My band isn't currently gigging, but the last time we were was when sites like MySpace were taking off. I can say %75 of our gigs during the last 2 years we played were directly related to people being able to get mp3's of our material and offering us shows. And our lifeblood was getting decent gigs, not selling cd's because we had no label or distribution. And I can say for a fact that when people came out to the shows, they bought our CD's even though they owned the mp3's. And a key reason behind that is we charged a very fair price for the albums. 

So no one can speak for all bands when it comes to the issues of 'right or wrong' with downloading. And there ARE business models that work.


----------



## Guest (Oct 25, 2006)

If the LAW doesn't say it's stealing, then how can it still be stealing?

Music/file sharing in Canada has been ruled to be Fair Use, just like having a photocopier in a public library.

Besides, if you're not sharing your music, what's the point of making it?


----------



## Wild Bill (May 3, 2006)

*"I did NOT have sex with that woman!"*



ClintonHammond said:


> If the LAW doesn't say it's stealing, then how can it still be stealing?
> 
> Music/file sharing in Canada has been ruled to be Fair Use, just like having a photocopier in a public library.


Geez, and I'M the one accused of being too right wing and having no compassion!

Information provided -
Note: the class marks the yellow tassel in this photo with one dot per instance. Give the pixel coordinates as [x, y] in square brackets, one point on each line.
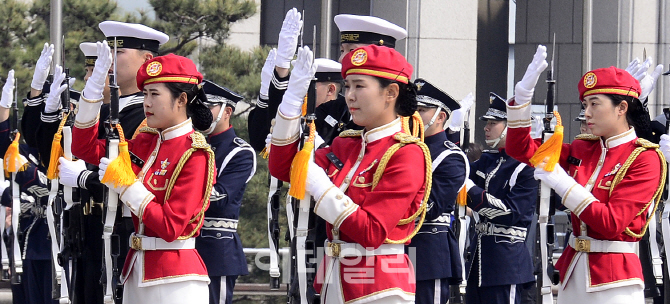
[120, 171]
[265, 153]
[300, 165]
[462, 197]
[550, 148]
[13, 160]
[56, 150]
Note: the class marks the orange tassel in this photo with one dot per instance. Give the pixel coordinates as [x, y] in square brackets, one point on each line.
[120, 171]
[13, 160]
[300, 165]
[56, 150]
[551, 148]
[462, 197]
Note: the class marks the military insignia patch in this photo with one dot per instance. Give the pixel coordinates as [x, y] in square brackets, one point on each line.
[359, 58]
[154, 68]
[590, 80]
[163, 170]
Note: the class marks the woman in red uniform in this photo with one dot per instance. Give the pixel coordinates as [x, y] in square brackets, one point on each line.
[613, 181]
[369, 185]
[174, 167]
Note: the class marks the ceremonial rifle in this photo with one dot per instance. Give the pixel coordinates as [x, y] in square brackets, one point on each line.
[546, 207]
[17, 262]
[303, 245]
[113, 290]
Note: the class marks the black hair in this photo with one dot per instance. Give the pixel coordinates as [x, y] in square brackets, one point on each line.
[196, 109]
[406, 104]
[637, 115]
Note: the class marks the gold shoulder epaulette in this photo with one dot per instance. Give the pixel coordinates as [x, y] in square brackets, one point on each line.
[148, 130]
[405, 138]
[199, 141]
[351, 133]
[646, 144]
[587, 137]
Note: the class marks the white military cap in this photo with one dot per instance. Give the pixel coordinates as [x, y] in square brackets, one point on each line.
[368, 30]
[132, 35]
[90, 51]
[328, 70]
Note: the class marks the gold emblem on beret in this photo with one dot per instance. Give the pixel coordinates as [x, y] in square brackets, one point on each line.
[359, 57]
[590, 80]
[154, 68]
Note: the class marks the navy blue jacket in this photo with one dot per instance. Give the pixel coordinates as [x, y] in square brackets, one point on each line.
[436, 244]
[504, 196]
[219, 244]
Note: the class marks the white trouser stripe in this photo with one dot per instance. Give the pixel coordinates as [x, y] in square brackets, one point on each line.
[223, 292]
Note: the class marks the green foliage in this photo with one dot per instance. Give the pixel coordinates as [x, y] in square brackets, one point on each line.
[237, 70]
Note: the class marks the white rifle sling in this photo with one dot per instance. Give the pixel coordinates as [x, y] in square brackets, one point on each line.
[110, 217]
[3, 216]
[543, 218]
[274, 256]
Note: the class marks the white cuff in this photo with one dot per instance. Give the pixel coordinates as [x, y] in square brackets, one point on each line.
[334, 207]
[286, 130]
[518, 116]
[577, 198]
[87, 114]
[136, 197]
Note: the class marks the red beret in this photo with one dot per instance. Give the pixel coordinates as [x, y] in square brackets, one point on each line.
[168, 68]
[379, 61]
[610, 80]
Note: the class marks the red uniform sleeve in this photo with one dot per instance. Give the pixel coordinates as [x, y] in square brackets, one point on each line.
[170, 219]
[398, 195]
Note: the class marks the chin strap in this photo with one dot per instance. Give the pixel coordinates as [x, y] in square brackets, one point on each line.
[493, 143]
[215, 122]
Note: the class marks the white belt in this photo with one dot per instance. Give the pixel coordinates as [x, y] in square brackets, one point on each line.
[582, 244]
[141, 242]
[442, 220]
[344, 250]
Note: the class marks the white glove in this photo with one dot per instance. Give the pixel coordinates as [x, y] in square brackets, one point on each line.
[69, 171]
[317, 180]
[524, 89]
[96, 83]
[267, 72]
[641, 70]
[8, 91]
[4, 185]
[288, 38]
[559, 180]
[632, 66]
[42, 67]
[665, 146]
[648, 82]
[57, 87]
[304, 69]
[458, 116]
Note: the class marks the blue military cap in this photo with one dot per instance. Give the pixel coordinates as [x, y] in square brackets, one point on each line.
[497, 109]
[427, 95]
[217, 94]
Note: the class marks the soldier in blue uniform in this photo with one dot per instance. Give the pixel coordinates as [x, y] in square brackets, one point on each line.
[502, 193]
[219, 244]
[35, 246]
[436, 246]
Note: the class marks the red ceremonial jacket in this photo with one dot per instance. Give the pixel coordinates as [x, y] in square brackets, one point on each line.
[618, 214]
[398, 195]
[170, 218]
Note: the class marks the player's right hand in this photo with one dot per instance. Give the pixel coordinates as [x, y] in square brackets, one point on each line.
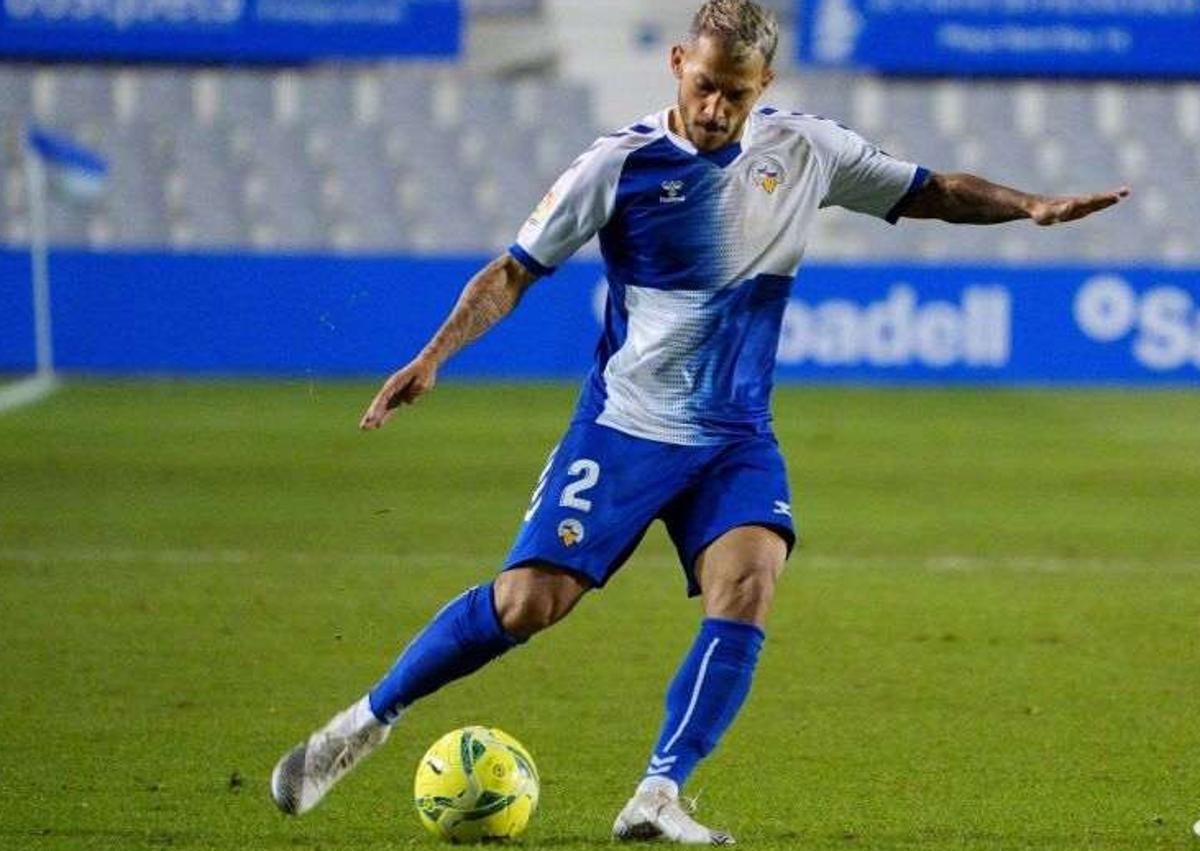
[403, 387]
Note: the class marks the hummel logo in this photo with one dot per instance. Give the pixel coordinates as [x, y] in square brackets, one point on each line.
[672, 192]
[660, 765]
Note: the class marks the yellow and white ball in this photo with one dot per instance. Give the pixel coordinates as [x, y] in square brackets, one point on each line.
[475, 784]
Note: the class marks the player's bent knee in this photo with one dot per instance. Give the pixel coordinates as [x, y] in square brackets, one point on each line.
[533, 598]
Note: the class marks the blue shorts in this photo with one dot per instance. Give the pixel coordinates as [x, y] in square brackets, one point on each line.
[601, 489]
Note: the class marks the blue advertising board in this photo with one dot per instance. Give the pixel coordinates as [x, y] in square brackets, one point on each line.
[229, 30]
[133, 313]
[1051, 37]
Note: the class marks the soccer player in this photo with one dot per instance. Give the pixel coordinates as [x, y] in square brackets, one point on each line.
[702, 210]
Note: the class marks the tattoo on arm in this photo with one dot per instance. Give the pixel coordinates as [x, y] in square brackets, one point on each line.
[967, 199]
[489, 297]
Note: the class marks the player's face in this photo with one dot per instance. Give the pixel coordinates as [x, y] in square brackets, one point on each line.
[717, 90]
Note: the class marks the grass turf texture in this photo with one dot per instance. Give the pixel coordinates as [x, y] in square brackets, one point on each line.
[988, 640]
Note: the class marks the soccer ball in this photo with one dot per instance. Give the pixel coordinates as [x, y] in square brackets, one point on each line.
[477, 784]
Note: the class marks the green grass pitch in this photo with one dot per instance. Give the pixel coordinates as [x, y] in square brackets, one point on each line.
[990, 637]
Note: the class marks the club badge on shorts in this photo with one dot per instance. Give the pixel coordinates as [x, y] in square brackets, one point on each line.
[570, 532]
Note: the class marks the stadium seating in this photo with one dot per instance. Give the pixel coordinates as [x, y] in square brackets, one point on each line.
[435, 159]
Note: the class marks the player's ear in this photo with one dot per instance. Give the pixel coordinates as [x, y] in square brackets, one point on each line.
[677, 57]
[768, 77]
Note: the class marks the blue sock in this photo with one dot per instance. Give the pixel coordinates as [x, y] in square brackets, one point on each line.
[462, 637]
[705, 696]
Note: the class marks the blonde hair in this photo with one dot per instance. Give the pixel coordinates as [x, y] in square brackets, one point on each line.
[742, 25]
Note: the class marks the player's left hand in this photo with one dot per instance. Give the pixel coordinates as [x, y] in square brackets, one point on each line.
[403, 387]
[1055, 210]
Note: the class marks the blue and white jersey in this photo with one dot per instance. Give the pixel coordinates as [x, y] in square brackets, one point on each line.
[700, 252]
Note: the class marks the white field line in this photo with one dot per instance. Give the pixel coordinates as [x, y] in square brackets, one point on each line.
[235, 557]
[27, 391]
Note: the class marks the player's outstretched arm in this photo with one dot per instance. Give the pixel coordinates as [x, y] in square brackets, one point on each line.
[489, 297]
[970, 199]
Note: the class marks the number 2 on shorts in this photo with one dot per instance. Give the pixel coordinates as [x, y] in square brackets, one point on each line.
[591, 475]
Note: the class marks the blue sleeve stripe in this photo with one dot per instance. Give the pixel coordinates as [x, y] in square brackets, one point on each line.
[919, 179]
[527, 259]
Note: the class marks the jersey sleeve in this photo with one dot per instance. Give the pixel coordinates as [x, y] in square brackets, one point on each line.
[867, 179]
[575, 208]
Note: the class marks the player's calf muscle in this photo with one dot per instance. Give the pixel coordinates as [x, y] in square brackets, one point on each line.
[533, 598]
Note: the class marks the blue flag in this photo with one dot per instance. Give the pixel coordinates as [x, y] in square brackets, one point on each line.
[72, 171]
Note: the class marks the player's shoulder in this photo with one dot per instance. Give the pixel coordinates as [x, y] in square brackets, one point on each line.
[631, 137]
[819, 130]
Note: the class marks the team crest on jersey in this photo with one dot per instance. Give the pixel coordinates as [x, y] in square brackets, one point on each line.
[570, 532]
[768, 174]
[672, 192]
[544, 207]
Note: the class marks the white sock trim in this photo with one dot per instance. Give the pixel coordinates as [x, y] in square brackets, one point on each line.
[655, 783]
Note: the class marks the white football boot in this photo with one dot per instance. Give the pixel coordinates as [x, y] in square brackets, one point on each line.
[655, 810]
[310, 769]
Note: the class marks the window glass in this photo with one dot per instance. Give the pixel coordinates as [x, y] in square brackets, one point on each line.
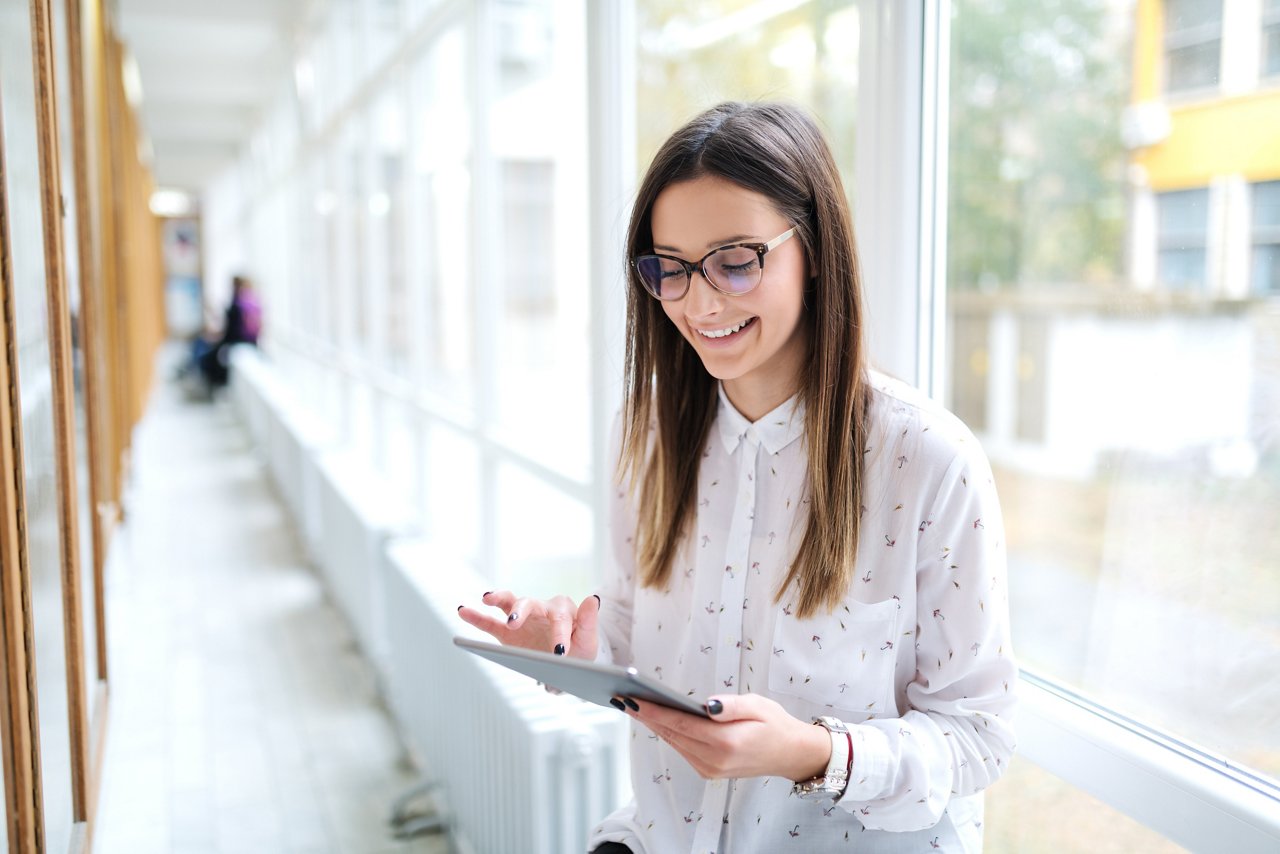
[545, 537]
[538, 140]
[1033, 812]
[28, 339]
[385, 206]
[440, 204]
[1183, 231]
[1270, 37]
[1132, 432]
[694, 55]
[1193, 42]
[1266, 238]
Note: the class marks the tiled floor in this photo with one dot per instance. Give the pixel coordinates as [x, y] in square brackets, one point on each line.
[242, 716]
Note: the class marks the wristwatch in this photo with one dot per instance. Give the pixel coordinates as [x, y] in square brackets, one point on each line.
[832, 784]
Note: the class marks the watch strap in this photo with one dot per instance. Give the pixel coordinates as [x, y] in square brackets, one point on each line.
[830, 785]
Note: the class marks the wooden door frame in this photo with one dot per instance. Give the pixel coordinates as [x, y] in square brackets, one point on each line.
[17, 672]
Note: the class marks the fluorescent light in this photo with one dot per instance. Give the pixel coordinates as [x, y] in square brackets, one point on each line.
[172, 202]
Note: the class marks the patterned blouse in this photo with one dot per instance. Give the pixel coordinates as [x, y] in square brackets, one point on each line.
[917, 660]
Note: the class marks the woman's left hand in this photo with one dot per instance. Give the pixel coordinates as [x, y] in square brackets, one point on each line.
[752, 736]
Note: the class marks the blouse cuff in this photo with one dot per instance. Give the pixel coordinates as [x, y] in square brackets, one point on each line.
[603, 652]
[873, 765]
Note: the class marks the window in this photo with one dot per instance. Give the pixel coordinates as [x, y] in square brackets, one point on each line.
[1270, 37]
[1193, 44]
[1266, 238]
[694, 55]
[1130, 433]
[1183, 232]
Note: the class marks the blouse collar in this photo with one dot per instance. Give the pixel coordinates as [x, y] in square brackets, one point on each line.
[775, 429]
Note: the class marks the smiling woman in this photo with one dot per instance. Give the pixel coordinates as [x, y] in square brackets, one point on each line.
[818, 533]
[750, 338]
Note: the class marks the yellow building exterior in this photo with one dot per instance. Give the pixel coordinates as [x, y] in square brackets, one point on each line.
[1203, 131]
[1212, 133]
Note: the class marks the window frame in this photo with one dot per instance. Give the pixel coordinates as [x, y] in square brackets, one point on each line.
[1261, 236]
[1192, 36]
[1169, 785]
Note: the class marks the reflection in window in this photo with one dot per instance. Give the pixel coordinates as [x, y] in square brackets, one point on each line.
[1193, 44]
[1183, 231]
[1132, 434]
[694, 55]
[1270, 37]
[1266, 237]
[528, 222]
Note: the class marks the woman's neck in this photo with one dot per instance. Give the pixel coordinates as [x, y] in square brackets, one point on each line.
[755, 400]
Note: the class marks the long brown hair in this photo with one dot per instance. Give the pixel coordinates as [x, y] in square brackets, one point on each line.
[670, 398]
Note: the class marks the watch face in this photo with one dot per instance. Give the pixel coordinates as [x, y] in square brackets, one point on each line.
[817, 793]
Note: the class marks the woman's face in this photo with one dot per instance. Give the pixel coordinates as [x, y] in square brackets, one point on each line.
[759, 362]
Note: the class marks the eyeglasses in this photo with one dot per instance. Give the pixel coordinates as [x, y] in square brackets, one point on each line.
[734, 269]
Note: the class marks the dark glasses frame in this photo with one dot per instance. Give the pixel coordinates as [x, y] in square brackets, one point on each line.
[700, 265]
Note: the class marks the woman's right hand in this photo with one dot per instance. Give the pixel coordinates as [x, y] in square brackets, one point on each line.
[556, 625]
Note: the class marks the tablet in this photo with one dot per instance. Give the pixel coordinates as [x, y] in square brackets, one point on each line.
[585, 679]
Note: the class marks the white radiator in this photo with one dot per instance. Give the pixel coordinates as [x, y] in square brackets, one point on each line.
[291, 438]
[522, 770]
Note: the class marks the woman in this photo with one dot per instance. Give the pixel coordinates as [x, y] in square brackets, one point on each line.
[798, 539]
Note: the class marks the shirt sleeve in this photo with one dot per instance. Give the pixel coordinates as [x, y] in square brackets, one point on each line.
[956, 735]
[617, 593]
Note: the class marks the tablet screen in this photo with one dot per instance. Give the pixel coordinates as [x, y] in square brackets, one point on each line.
[585, 679]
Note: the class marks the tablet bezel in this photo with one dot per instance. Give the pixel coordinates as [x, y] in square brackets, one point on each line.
[589, 680]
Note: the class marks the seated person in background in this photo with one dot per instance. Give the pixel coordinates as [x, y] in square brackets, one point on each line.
[242, 324]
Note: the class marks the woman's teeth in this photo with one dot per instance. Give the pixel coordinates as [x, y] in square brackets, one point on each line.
[722, 333]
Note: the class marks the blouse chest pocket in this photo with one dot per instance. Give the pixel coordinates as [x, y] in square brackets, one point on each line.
[845, 660]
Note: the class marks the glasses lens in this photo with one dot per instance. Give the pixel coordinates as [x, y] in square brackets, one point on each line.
[663, 277]
[734, 270]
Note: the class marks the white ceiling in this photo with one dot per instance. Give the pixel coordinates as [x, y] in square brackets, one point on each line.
[209, 71]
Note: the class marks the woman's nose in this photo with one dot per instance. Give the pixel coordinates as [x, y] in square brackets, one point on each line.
[702, 298]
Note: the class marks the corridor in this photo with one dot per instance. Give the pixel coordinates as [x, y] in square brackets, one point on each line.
[242, 715]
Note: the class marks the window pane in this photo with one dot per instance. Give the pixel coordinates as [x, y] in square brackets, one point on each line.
[35, 418]
[1193, 40]
[1033, 812]
[1184, 14]
[1266, 206]
[694, 55]
[545, 540]
[1133, 435]
[440, 205]
[1266, 269]
[539, 145]
[1194, 67]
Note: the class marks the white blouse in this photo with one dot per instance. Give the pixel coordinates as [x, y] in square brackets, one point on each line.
[917, 660]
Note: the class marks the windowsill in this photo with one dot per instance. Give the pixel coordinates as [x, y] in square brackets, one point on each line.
[1176, 790]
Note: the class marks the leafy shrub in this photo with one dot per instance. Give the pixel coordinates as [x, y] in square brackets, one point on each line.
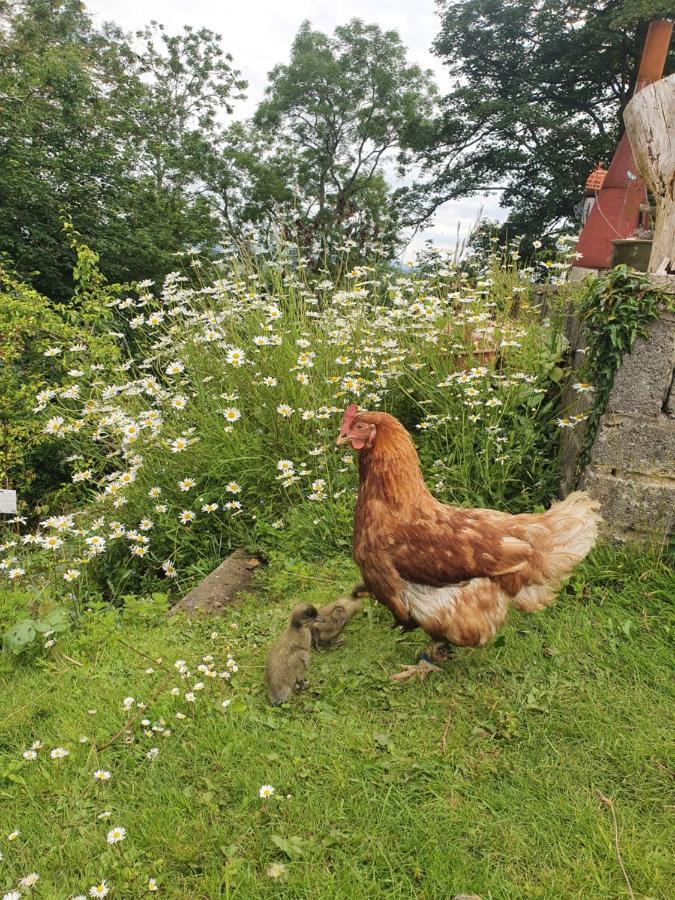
[35, 337]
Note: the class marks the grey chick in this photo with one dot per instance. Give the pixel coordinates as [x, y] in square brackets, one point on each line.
[336, 615]
[288, 656]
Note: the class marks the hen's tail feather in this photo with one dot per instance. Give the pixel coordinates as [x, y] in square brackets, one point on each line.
[572, 527]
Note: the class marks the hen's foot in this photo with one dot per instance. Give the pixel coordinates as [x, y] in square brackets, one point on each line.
[423, 668]
[437, 651]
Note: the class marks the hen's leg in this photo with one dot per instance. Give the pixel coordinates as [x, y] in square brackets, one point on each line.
[437, 651]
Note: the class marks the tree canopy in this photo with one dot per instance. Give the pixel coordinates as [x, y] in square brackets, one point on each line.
[340, 109]
[539, 88]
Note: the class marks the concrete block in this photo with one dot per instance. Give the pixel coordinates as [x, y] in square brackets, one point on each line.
[642, 383]
[632, 445]
[635, 506]
[221, 587]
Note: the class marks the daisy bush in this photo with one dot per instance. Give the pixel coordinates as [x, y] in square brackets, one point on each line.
[216, 426]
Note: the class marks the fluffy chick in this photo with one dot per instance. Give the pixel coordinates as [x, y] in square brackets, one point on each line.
[288, 656]
[336, 615]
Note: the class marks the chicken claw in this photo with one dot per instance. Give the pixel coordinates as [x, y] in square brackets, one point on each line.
[421, 670]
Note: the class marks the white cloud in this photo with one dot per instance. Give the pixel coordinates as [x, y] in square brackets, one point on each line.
[259, 33]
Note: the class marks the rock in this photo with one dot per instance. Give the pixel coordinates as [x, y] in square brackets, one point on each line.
[631, 445]
[221, 587]
[642, 383]
[633, 506]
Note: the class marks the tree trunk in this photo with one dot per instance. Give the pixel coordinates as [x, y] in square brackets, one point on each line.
[650, 124]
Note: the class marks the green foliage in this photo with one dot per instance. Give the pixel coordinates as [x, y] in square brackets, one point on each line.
[615, 309]
[33, 333]
[340, 105]
[538, 92]
[122, 131]
[26, 633]
[217, 427]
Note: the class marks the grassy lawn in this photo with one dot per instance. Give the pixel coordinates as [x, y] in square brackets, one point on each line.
[481, 780]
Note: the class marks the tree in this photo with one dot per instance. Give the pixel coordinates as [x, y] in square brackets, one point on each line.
[125, 135]
[539, 91]
[343, 106]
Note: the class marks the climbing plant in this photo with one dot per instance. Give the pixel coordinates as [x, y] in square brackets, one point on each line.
[615, 310]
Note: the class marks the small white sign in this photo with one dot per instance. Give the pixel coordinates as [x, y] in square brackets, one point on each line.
[8, 501]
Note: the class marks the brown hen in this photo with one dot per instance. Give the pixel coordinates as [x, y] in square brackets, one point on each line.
[451, 571]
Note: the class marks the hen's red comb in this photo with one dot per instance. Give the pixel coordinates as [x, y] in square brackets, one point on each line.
[350, 414]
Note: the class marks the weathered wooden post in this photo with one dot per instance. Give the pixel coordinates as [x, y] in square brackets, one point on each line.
[617, 209]
[650, 124]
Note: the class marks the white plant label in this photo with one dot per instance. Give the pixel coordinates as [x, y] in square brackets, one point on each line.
[8, 501]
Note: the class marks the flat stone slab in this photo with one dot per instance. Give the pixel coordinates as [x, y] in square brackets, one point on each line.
[221, 587]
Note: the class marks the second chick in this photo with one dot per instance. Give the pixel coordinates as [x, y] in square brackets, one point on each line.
[288, 656]
[336, 615]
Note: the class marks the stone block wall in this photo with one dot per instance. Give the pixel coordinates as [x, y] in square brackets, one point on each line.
[632, 466]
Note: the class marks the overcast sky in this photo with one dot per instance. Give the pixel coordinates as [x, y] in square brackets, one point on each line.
[259, 33]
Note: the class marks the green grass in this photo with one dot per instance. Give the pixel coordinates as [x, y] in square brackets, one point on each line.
[571, 701]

Tasks for this exercise -
1 – Write out the rows from the line holding "Note: the class marks the watch strap" through the line holding "[1169, 785]", inclusive.
2 – Extend the forum thread about music downloading, picking up after its final line.
The forum thread about music downloading and the rows have no connection to each other.

Results of the exercise -
1 –
Note: the class marks the watch strap in this photo with one dot per instance. Give the pixel coordinates as [x, y] in square brackets, one point on each line.
[830, 785]
Note: the class marks the wooden door frame in this photo with one dot per instance. Give the pixel coordinates as [x, y] in square brackets, one point on each line.
[17, 672]
Note: the class marks the fluorescent light in this photo with one dot per instance. Give the pixel coordinates as [x, y] in square brackets, one point on each line.
[172, 202]
Note: the class marks the patterned blouse in this photo with one dot per instance. Give the pixel coordinates as [x, y] in square brackets, one point on each line.
[917, 660]
Note: the class marks the woman's left hand in this photo with one dot per instance. Give the pixel coordinates as [x, y] in square brackets, one point on each line.
[752, 736]
Note: the class marks the blouse cuff in this photo with one dot per instance. Give the pixel coordinates as [x, y] in square brackets, one point on each line.
[603, 652]
[873, 765]
Note: the class marks the window in this photo with one dot per instance. Give the pixel coordinates as [x, y] in square brackets, one point on each line.
[1270, 37]
[1193, 44]
[1266, 238]
[694, 55]
[1130, 433]
[1183, 232]
Note: the class marks the blouse collar in this photo with one dot per instance. Give the pixel coordinates as [x, y] in square brackets, one point on each line.
[775, 429]
Note: the class marks the smiling woman in this photo with one dot per instance. Give the pixel coordinates as [x, y] in square brackets, one point on each line.
[818, 533]
[750, 338]
Note: the class marks the yellow building exterior in this photo with one dot per instance. Give the pixel coordinates as [x, y] in square brackets, one point on each line.
[1203, 131]
[1212, 133]
Note: the class marks the window frame in this photo with one dot per instance. Give the pixel coordinates as [x, y] in square brackets, one point on each line.
[1261, 236]
[1192, 36]
[1169, 785]

2 –
It's an interesting sign of the times that many today can miss a point that seems obvious to someone who grew up in the tail end of the hippy era.

Just because it's technically within the law doesn't automatically make something right or wrong. It's just legal, that's all. Laws are far from perfect and ambulance-chasing lawyers and crooked politicians corrupt the law for fun and profit every day.

Ask any farmer in a so-called "Green Belt". This is one of the biggest scams ever created and yet it's all perfectly legal. "Green Belts" are great tools for attracting votes from city folks. We all want to save the planet and be on the side of the angels, right?

The kicker is that the only reason we lose farmland is because a farm becomes no longer profitable, for a lot of reasons that could make up a different thread. If a farm DID make money why would the farmer want to sell? Farmers perhaps more than anybody farm for the love of the lifestyle and resist offers to turn a quick buck selling out. Farms stay farms for family generations, as long as they provide a good living.

Today many farmers find that they just can't compete with imported food from countries with huge agricultural subsidies. Then they find that if they want to retire they can't! There's a Niagara Escarpment Commission or a "Green Belt Commissar" who says that the land can only be sold to someone who will continue to farm it.

Who in their right mind would buy a farm that can no longer compete?

Even severing off a lot or two for a country house is verboten. In the past such severances were a way for a farmer to provide a retirement income. After all, farmers have no company pension. Their land is their equity. Green Belt laws prevent them from cashing in any of that equity to support them in their twilight years.

Yet somehow if a farmer wants to sell a lot and can't get a severance, some fellow well connected politically in the area will show up. HE has no problem arranging a severance at all! Of course, since he's the only one in a position to take that lot off the farmer's hands he can make a very LOW offer...usually far less than the land would get in a normal situation.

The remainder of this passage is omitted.